▸ PAGE EXCERPT:
Friday 10 April 2020

79. Notre-Dame de Paris

One of the great things about not being allowed to go anywhere is that you can go anywhere. 

There was a time when being sent to your room in solitary shame meant being cut off from the world. Now, without the prospect of another person sharing the room with me for many weeks, I’m able to travel, meet, converse and experience as I wish. If only it were real, I keep reminding myself. Because it isn’t.

Good Friday finds me taking a virtual stroll past the bookshops on the left bank, crossing the Seine and heading through the imposing doors of Notre Dame. All thanks to live-streaming of course.

It’s a year, give or take a few days, since this familiar Paris view could be seen on any TV screen around the world enveloped in the flames of the unthinkable fire that turned it from a symbol of faith and history into a blackened, smoking ruin, its spire and roof gone for ever.

It was a truly terrible time, the closest many of us will get to understanding what it was like to wake up the morning after the bombing of Coventry. History is, it would seem, not there forever.

An overwhelming tidal wave of support doused the flames somewhat and, a year on, the work is continuing - although it seems to have moved from the uplifting community stage to the bickering politician stage. Today represents a rare chance to take a look inside.

Because of the nationwide French lockdown, only seven people attended the service in person. The annual observance of Holy Week in all its pomp, a fixture on the catholic world’s calendar, is for the most part off or forced to find new arenas. 

For the short service the cathedral’s archbishop symbolically brought with him the fabulous golden crown of thorns snatched from flames. This was supposed to be a moment when the priceless relic overcame the devastation of the blaze. It may have done that, but the people chosen to transport it have yet to come through their own equally devastating challenge. Rescued and restored it currently lives elsewhere.

▸ WORK TO COMPLETE:
a) Answer these questions from the entry on Notre-Dame de Paris:
(i) How many people attended the Good Friday service in person?
(ii) Which parts of the cathedral does the entry say were gone for ever after the fire?
(iii) What relic did the archbishop bring with him to the short service?
b) Write the next part of the Notre-Dame de Paris entry, starting after its final sentence.

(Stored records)

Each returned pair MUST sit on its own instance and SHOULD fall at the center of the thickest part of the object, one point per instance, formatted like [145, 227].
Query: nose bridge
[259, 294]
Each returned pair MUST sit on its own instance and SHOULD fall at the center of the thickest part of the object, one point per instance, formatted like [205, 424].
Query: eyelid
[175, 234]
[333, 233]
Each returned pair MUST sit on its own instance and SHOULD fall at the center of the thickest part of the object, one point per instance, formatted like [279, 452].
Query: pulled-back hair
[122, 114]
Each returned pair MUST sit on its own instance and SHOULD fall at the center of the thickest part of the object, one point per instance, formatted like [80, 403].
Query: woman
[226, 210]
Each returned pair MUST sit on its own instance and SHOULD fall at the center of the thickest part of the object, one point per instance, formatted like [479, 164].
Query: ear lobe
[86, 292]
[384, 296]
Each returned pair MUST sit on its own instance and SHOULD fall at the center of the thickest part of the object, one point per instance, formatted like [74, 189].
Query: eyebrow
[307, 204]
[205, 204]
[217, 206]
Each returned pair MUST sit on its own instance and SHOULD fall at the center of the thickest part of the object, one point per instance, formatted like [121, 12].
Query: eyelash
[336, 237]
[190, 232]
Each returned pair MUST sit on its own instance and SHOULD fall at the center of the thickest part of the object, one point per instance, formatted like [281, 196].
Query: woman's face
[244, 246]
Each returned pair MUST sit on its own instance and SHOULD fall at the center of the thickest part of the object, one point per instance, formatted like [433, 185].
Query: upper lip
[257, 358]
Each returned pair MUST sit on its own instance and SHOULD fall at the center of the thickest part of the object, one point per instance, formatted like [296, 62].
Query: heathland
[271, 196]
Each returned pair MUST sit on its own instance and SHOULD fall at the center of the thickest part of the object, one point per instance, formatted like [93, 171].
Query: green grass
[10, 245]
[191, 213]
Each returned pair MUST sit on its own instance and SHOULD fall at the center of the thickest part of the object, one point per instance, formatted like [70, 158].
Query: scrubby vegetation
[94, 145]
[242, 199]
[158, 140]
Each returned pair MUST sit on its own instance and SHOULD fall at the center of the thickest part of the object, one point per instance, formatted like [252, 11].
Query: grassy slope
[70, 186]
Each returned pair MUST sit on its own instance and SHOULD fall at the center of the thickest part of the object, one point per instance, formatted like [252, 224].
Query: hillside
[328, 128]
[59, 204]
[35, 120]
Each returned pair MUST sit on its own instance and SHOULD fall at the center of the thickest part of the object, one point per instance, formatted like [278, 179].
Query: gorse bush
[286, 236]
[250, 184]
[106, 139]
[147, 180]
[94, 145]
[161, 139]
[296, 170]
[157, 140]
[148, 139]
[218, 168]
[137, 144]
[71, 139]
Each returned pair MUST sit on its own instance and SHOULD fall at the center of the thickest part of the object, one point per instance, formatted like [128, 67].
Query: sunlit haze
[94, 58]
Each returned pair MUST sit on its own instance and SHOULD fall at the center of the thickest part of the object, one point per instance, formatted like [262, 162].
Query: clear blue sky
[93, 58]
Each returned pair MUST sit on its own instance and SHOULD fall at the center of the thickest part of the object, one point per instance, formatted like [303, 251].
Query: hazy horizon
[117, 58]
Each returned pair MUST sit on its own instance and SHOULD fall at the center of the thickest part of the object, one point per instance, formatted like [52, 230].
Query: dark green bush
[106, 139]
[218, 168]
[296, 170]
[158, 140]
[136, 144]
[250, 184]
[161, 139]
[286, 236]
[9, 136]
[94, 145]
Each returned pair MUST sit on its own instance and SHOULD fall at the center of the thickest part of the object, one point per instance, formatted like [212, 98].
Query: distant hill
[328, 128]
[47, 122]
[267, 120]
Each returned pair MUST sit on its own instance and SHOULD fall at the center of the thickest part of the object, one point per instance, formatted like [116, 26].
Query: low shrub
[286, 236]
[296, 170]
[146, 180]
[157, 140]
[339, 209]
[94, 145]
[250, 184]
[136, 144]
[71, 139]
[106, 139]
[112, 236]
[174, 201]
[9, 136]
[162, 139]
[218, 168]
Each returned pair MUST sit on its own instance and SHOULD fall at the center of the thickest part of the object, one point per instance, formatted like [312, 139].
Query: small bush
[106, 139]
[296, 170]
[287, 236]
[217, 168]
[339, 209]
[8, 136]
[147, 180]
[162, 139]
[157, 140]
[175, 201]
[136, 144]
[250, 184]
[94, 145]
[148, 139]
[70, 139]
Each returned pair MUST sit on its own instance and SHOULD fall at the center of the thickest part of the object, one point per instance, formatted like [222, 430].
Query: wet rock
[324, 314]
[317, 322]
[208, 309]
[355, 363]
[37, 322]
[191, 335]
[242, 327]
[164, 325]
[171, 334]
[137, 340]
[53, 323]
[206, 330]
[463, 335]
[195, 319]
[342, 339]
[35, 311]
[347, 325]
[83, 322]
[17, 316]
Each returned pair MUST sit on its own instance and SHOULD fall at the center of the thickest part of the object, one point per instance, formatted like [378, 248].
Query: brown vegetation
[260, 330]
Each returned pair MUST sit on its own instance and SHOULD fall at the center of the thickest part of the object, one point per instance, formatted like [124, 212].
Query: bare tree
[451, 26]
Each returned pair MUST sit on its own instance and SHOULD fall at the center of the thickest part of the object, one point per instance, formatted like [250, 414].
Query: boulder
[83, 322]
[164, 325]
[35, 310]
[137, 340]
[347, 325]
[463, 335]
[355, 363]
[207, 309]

▸ REPLIES:
a)
(i) Seven people.
(ii) Its spire and roof.
(iii) The golden crown of thorns that was snatched from the flames.

b)
Planned as a veneration offering the chance to reflect on the fire, the year of restoration and the current pandemic, we also enjoyed readings from a variety of poets read by two stars of the French acting community. Music came entirely from a solo violinist, a haunting voice in the cavernous space.

It was an odd sight throughout, as many of these live streamed services seem to be. The clerical contingent of four arrived complete with hard hats - this is a construction site after all - to be met by the trio of performers clad in full anti-contamination suits and Wellington boots. Even in these other-worldly times, nobody does costumes quite like the Catholic church.

The service - fine readings and moving address testing my surprisingly still workable understanding of the french language - takes place at the foot of a giant golden cross halfway down the cathedral. Behind it scaffolding and damaged stonework extend upwards. Close-up shots of surviving windows and artefacts tail off into a dark, smoke-stained gloom you can almost smell through your computer screen. There’s still a lot to be done Mr Macron.

First the building and now the people who treasure it, everything has to prove it can endure whatever time decides will be put in its way. I’m sure we will one day see far better times for the cathedral and its worshippers but at the moment, with thousands being added to the death toll every day, it’s as great a test of faith as you can imagine.